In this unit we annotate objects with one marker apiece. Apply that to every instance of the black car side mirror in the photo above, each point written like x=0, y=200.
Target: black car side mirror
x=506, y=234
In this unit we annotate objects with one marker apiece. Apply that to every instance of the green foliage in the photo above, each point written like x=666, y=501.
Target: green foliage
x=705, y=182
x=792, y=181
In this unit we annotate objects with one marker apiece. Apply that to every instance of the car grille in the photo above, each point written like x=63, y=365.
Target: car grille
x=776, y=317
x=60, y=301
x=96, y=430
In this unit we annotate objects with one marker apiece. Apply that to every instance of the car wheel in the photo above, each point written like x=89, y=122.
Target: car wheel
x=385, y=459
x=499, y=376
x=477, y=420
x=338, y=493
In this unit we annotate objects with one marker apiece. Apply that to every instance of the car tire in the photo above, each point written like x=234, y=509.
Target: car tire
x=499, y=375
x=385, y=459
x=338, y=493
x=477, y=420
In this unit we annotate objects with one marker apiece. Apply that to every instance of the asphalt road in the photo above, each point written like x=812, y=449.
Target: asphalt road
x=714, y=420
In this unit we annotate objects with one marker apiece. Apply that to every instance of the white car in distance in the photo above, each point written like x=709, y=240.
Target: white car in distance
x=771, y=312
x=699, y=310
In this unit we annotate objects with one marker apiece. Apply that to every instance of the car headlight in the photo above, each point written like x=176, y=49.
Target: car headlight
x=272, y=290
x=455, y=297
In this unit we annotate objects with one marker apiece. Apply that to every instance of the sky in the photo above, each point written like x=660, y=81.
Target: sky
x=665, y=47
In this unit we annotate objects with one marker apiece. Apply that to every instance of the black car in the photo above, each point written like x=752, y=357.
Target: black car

AIM OF THE EXERCISE:
Output the complete data exactly as written.

SOLVED PROBLEM:
In this unit we annotate objects with one marker apiece. Apply that to every instance of the black car side mirror in the photo above, each point written like x=0, y=200.
Target: black car side mirror
x=506, y=234
In this unit we annotate objects with one marker apiece. Apply that to every instance of the green foliage in the photo above, each point written like x=666, y=501.
Target: green foliage
x=705, y=182
x=792, y=181
In this unit we annotate objects with one marker apiece. Apply that to every instance of the car grille in the photo above, each point written like x=63, y=365.
Target: car grille
x=776, y=317
x=60, y=301
x=96, y=430
In this unit we annotate objects with one marker apiece. Apply that to every instance of the car wheel in the photo above, each point written like x=89, y=122.
Target: car wheel
x=385, y=459
x=499, y=376
x=477, y=420
x=338, y=493
In this unit we annotate objects with one marker apiece. Apply that to every instance of the car tire in the photo above, each point written like x=234, y=509.
Target: car tire
x=499, y=375
x=385, y=459
x=338, y=493
x=477, y=420
In this unit we annotate objects with one marker apiece. Apply that to every instance of the asphalt road in the photo above, each point written like x=812, y=449.
Target: asphalt road
x=714, y=420
In this unit we annotate objects with one marker apiece. Apply that to every instance of the white car in distance in the photo above, each point written like x=709, y=240.
Target: white car in distance
x=771, y=312
x=699, y=310
In this unit we annotate objects with one marker apiece. Apply that to every instance of the car headlight in the photo above, each point written like x=176, y=49.
Target: car headlight
x=272, y=290
x=455, y=297
In this unit we annotate objects with one marker apiece. Apply that to every instance of the sky in the photo above, each point written like x=660, y=81.
Target: sky
x=665, y=47
In this unit we annotate objects with one marker apiece. Apply that to every instance of the black car in the photo above, each point written like x=752, y=357.
Target: black car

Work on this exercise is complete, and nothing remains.